§ REQUIREMENTS
List every line in the entries below that contains the string "tight". Matching is case-sensitive.

____________________

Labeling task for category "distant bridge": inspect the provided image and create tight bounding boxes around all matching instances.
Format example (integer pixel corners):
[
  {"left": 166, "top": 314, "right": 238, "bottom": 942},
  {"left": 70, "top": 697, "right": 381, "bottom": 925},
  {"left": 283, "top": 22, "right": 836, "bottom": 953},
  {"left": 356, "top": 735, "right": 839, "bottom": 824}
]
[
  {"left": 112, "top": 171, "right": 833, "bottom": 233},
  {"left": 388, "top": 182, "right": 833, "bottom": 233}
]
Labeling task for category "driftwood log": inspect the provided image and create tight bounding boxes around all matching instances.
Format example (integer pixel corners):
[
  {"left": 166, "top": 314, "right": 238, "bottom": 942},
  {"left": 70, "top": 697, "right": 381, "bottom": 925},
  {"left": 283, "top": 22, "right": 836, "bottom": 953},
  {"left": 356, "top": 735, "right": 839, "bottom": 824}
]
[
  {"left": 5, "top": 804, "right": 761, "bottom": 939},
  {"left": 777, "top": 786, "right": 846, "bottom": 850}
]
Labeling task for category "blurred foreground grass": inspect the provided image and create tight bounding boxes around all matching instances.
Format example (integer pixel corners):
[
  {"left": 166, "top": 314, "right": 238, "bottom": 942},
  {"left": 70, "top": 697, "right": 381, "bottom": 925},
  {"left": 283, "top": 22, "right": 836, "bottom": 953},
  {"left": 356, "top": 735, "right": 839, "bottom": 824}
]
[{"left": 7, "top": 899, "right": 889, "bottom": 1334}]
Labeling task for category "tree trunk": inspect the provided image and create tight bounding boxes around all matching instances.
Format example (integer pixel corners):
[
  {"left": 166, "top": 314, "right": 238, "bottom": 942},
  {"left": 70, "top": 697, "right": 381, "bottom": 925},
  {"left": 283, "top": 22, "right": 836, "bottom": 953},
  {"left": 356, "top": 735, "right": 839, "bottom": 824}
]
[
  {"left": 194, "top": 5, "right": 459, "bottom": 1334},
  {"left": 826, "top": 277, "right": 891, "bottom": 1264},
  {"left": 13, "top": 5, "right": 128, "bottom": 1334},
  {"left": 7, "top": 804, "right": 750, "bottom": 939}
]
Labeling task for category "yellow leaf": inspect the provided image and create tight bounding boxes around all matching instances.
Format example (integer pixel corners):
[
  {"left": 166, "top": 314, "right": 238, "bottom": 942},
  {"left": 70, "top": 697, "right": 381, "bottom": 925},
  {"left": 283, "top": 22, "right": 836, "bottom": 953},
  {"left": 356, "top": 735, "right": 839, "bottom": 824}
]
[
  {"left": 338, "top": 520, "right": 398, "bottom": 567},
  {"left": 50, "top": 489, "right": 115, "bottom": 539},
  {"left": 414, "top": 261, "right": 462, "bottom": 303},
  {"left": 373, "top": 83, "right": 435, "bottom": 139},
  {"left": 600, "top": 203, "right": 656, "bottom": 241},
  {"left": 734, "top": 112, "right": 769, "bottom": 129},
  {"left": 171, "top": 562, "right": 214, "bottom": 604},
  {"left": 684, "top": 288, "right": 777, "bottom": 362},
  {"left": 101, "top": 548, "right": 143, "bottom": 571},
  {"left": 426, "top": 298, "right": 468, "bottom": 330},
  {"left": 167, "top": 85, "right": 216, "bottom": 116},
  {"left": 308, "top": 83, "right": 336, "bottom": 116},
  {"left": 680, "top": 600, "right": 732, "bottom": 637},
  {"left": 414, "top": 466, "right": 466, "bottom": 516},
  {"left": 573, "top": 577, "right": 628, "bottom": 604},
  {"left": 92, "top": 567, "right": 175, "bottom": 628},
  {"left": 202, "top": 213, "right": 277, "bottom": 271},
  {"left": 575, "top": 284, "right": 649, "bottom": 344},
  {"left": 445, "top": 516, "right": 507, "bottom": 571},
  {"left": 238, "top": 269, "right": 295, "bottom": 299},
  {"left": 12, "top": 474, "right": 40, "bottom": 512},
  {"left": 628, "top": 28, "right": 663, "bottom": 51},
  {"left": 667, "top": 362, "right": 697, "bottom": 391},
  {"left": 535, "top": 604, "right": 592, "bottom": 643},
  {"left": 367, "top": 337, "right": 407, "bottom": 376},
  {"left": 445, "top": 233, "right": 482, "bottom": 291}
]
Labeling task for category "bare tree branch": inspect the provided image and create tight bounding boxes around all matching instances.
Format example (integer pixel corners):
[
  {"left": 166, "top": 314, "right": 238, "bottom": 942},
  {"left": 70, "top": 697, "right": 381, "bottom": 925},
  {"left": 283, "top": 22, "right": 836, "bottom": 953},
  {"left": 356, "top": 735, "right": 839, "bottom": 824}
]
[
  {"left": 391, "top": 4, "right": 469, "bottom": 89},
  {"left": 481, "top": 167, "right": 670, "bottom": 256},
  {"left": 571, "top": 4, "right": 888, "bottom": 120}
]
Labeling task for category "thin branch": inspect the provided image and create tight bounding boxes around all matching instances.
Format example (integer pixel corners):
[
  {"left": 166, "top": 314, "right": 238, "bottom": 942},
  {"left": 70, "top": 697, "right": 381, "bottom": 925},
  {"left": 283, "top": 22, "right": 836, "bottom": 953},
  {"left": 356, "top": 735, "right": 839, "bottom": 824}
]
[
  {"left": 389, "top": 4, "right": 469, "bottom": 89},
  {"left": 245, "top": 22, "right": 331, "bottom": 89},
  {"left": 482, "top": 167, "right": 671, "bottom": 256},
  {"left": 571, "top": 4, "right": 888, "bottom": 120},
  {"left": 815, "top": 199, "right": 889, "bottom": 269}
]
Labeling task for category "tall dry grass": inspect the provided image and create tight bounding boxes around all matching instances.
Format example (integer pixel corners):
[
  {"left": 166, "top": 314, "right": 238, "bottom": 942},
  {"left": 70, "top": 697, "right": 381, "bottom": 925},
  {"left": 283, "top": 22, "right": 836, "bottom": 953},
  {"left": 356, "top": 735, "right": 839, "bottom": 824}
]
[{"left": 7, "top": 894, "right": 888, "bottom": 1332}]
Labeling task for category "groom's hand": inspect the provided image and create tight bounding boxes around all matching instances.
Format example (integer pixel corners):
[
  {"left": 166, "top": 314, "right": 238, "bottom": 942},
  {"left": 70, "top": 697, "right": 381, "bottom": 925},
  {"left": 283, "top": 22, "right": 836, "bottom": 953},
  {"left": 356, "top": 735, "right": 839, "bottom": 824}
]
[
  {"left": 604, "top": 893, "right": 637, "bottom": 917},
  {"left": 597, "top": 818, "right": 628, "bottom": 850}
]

____________________

§ IN RESPONSE
Labeling task for category "distant bridge": inspect the provided image and create tight bounding boxes around all matching instances.
Labeling task for category "driftwood log": inspect the provided image and create tight bounding boxes around all matching instances.
Labeling task for category "blurred foreground grass": inspect the provided image and create tight bounding boxes around all matching instances.
Labeling task for category "tree trunk": inspect the provided image and create tight bounding boxes around all matching instances.
Labeling task for category "yellow leaf": inspect the provided image and create tight bounding boxes around all matching instances.
Labeling task for category "bare tree branch": inspect the provided image and create tight bounding boxes around all matching instances.
Labeling task for category "thin branch": inspect the provided image and create tight bounding boxes around all matching instances.
Labeling task for category "tall dry grass": inspect the provided image and create tight bounding boxes around all matching instances.
Labeling task for category "groom's hand": inspect the provided image and create tight bounding boxes around all matching instances.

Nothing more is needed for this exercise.